- **Written exercise 1**
In the article excerpt about Javier, what job did he get with a fake Social Security number?

- **Extract to read**

For students like Javier, living in limbo means that any at second, life as he knows it could be snatched away, as when Raul was sent back to Mexico.

“I was born there, but it’s not my home,” Javier said.

•••

PART ONE: JAVIER

In high school, Javier felt lost. People noticed his flashy gold Supra high tops poking out from his school uniform khakis, but Javier himself receded into the shadows. The skinny kid with dark hair and glasses who speaks English without an accent was the only undocumented student at his private Catholic high school in Kansas City, Kan. The school had both rich and poor students, and he was from the poorer side. His parents take pride in their hard work that pays for their children’s education. His father, Javier Sr., is a painter; his mother, Ester, cleans houses. His sister, Ireri, 16, a popular girl who plays soccer and swims for the school team, is also undocumented.

Like other undocumented teenagers, Javier was hitting the many restrictions of his status. He didn’t have a driver’s license, so he couldn’t drive. He couldn’t legally work, either. He used a fake Social Security number to get his first job as a lifeguard at Roeland Park Aquatic Center. The manager assumed the faulty digits were a mistake and asked Javier to go home and check it out with his parents. Javier walked out and never went back.

“It was the first time I felt like I was undocumented,” Javier said. “It just hit me all of a sudden, like a wake-up call.”

During his junior year, friends started talking about college. They would ask him about his plans, and Javier would say he didn’t know.

He grew frustrated, but his mom was hopeful. Ester, 47, and Javier Sr., 46, came to this country so their children could get an education. Though they speak limited English, they dream of success in the United States for their children. Each night, Ester would ask Javier how his college search was going. She was sure there was a way for him to go.

- **Written exercise 2**
Render the rows from their start up to and including the line containing "left=36, top=93, right=74, bottom=134" as a Markdown table with the columns Num and Line, numbering each line and leaving out blank lines.

- **Given records**
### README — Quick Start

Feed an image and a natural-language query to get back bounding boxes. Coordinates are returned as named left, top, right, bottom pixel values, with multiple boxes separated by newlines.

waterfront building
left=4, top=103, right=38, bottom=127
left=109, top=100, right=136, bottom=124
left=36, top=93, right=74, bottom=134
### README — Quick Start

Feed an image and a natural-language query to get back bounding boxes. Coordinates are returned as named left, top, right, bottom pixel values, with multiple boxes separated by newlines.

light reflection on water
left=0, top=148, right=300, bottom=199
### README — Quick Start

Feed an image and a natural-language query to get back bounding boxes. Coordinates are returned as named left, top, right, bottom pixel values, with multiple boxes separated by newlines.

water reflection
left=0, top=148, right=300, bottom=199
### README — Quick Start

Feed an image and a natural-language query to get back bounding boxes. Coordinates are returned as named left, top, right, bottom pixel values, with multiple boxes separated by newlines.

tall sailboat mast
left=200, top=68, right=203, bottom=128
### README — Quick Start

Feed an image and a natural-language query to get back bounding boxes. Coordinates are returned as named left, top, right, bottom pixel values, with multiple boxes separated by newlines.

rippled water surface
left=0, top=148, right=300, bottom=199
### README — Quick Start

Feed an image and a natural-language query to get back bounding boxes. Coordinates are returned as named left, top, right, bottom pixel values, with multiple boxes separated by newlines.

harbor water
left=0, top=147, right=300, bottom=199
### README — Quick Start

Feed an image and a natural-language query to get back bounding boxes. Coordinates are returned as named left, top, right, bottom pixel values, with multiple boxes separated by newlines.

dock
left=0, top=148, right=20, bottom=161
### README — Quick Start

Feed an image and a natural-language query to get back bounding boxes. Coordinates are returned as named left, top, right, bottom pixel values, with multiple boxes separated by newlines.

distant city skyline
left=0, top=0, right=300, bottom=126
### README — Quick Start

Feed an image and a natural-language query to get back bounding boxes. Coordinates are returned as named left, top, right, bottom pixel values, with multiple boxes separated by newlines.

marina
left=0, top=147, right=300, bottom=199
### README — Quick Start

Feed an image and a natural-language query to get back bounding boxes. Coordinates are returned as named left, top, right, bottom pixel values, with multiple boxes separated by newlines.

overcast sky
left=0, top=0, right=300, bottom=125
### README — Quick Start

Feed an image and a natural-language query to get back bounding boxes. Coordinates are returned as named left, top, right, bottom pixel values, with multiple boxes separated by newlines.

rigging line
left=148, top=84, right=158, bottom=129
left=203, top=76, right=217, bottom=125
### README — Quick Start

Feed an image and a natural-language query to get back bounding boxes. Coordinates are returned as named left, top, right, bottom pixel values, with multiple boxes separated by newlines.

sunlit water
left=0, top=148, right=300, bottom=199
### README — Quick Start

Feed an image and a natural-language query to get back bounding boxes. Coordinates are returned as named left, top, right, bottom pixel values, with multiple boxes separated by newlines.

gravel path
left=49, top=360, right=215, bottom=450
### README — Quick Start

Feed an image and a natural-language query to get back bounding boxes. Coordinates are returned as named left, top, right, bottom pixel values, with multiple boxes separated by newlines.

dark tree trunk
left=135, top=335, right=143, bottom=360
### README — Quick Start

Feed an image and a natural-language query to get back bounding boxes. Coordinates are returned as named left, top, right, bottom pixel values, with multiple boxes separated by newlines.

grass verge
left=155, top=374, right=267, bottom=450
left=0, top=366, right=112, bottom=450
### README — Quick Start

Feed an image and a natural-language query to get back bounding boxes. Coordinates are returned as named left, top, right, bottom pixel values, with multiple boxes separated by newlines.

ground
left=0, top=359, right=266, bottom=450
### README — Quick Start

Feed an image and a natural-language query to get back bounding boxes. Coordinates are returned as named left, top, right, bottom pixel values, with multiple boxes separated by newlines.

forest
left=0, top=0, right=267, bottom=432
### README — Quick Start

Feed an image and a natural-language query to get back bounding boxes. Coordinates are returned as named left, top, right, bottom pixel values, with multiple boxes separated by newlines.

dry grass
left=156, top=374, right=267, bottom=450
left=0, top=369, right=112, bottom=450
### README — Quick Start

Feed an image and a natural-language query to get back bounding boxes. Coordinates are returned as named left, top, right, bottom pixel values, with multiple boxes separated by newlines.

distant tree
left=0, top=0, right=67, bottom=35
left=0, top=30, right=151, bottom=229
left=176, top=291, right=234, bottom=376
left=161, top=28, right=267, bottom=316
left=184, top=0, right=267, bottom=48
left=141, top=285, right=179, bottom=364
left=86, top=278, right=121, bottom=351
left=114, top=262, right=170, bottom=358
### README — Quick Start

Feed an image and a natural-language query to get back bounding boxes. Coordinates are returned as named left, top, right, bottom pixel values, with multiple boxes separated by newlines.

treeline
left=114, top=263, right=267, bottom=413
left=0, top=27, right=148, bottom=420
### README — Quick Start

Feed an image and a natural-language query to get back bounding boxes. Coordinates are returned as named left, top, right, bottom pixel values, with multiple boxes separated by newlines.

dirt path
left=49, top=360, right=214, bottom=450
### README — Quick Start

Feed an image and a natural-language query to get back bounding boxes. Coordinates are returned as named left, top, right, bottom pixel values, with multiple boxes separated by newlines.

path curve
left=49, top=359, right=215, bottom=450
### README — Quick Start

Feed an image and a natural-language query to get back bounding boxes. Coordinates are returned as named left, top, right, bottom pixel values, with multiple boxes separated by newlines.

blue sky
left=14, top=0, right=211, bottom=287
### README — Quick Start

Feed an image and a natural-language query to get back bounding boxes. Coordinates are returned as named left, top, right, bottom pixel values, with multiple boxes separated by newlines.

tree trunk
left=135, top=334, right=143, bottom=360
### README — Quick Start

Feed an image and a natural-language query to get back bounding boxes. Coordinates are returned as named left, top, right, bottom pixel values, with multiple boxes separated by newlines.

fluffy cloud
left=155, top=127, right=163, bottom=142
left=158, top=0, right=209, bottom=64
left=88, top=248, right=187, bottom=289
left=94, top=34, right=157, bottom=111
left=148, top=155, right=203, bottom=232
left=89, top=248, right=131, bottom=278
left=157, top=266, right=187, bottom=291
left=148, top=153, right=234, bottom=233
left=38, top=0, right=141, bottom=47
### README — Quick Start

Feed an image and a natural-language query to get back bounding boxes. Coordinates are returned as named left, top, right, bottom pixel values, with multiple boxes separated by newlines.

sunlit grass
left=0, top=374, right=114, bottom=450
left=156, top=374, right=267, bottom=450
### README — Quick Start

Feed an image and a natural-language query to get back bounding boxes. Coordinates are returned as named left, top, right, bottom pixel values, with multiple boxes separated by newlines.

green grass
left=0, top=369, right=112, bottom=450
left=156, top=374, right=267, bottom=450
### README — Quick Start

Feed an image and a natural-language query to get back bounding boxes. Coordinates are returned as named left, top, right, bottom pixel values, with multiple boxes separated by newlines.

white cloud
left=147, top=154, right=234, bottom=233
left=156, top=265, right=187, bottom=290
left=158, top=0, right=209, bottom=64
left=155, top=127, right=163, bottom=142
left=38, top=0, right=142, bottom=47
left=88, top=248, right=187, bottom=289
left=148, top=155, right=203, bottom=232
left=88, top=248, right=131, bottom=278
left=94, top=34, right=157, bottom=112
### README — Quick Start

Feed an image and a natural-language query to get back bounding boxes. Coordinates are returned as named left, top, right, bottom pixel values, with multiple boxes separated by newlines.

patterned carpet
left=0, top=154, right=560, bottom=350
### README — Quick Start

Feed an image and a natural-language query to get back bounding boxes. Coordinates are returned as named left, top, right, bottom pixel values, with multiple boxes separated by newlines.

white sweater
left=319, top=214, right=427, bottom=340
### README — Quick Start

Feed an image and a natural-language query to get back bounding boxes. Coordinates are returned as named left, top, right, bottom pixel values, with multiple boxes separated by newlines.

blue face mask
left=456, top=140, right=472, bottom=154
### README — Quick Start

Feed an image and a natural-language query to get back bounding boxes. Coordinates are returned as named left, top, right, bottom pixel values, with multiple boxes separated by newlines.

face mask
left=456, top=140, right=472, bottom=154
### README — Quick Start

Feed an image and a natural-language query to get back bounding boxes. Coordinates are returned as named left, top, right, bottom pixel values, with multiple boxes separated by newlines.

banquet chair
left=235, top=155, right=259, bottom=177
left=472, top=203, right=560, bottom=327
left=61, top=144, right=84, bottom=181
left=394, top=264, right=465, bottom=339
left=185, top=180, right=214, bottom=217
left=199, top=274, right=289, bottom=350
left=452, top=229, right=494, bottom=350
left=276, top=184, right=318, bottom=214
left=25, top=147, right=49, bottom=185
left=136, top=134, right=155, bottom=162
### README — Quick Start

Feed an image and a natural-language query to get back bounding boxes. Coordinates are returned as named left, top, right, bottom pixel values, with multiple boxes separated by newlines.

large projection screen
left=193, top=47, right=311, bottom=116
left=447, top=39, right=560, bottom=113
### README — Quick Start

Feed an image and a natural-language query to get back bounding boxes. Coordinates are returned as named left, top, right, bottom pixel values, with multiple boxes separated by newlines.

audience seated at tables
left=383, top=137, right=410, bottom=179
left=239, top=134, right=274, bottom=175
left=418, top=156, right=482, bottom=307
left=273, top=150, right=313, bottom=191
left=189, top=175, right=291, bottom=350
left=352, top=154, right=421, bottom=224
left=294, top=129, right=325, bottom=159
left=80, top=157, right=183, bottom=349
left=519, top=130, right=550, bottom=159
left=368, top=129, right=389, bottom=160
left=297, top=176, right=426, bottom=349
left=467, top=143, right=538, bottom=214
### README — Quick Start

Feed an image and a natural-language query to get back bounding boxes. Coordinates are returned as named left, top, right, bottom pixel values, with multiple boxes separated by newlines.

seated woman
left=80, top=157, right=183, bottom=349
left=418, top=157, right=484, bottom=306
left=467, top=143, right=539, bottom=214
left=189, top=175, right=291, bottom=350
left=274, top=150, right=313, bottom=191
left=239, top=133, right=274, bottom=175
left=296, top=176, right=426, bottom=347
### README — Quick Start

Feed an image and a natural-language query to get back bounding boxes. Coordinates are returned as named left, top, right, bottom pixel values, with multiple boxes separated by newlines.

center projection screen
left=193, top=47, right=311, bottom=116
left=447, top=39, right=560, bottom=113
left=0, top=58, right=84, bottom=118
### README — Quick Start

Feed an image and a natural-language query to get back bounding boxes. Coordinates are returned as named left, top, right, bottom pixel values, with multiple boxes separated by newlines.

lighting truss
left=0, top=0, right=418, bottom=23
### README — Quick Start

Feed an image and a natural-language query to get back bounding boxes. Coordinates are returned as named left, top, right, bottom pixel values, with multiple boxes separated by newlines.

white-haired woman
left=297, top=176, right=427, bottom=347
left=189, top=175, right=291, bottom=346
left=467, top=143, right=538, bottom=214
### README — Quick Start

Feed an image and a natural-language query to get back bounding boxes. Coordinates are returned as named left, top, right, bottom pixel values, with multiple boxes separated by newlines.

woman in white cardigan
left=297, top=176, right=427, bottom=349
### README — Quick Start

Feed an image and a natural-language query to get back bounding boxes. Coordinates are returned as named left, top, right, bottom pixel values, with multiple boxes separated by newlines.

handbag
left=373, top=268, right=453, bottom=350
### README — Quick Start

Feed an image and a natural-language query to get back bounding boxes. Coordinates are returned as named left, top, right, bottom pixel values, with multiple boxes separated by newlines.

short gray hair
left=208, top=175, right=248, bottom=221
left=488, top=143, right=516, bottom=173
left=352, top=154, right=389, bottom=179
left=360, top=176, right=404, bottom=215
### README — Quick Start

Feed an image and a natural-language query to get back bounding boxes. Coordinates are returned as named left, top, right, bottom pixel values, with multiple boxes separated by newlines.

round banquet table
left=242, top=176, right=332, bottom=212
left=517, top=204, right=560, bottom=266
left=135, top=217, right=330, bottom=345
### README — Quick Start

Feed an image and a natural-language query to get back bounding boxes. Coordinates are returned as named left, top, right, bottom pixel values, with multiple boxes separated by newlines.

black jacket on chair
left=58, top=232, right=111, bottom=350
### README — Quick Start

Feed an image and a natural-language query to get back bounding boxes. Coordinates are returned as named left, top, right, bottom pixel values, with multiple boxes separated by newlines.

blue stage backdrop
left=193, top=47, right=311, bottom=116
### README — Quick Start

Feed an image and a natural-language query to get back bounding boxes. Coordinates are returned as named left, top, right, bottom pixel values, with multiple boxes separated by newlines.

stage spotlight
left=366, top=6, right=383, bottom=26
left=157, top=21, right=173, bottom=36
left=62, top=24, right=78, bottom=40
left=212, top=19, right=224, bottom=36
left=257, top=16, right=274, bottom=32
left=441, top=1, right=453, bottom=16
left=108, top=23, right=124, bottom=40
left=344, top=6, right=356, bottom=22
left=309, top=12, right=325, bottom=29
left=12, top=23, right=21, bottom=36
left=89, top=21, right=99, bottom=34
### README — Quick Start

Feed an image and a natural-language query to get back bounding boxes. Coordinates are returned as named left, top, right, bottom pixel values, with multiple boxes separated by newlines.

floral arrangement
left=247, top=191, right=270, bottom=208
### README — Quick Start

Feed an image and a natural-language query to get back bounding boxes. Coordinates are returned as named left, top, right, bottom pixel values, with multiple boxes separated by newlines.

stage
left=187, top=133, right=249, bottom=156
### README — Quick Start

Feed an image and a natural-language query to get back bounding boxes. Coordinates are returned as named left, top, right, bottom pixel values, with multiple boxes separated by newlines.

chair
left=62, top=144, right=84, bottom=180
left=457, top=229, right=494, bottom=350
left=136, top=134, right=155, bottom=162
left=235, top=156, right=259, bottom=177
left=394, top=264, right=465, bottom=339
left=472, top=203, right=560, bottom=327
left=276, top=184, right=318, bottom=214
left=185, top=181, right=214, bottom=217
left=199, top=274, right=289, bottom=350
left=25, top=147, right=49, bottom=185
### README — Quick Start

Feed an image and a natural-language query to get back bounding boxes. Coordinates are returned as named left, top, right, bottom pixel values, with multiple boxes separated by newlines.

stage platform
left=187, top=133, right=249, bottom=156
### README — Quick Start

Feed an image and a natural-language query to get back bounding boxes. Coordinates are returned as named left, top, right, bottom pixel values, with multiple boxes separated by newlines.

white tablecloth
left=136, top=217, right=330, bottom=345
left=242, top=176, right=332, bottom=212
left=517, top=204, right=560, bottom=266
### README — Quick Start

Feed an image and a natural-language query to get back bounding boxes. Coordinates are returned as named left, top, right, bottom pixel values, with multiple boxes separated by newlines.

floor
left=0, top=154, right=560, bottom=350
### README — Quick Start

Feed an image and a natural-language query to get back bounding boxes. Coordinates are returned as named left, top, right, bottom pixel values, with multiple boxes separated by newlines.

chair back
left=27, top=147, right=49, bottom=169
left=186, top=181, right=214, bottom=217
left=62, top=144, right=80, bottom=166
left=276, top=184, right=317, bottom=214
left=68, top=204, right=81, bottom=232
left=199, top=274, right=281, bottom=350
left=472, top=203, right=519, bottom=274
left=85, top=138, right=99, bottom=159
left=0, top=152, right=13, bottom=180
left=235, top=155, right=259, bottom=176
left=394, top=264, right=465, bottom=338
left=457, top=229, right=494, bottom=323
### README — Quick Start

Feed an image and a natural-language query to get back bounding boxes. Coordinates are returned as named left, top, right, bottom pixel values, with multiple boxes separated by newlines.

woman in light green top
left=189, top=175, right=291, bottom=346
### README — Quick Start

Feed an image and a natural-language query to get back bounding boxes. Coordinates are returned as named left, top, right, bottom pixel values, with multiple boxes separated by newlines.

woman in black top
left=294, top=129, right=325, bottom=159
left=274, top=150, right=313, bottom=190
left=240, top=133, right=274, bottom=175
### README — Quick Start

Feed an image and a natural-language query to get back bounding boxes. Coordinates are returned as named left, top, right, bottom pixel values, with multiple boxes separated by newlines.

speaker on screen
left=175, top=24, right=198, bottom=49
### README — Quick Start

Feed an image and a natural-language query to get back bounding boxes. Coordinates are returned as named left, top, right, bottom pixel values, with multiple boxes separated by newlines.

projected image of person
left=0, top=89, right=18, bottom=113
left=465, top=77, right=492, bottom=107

- **Full output 1**
A lifeguard at Roeland Park Aquatic Center.

- **Full output 2**
| Num | Line |
|---|---|
| 1 | ### README — Quick Start |
| 2 | Feed an image and a natural-language query to get back bounding boxes. Coordinates are returned as named left, top, right, bottom pixel values, with multiple boxes separated by newlines. |
| 3 | waterfront building |
| 4 | left=4, top=103, right=38, bottom=127 |
| 5 | left=109, top=100, right=136, bottom=124 |
| 6 | left=36, top=93, right=74, bottom=134 |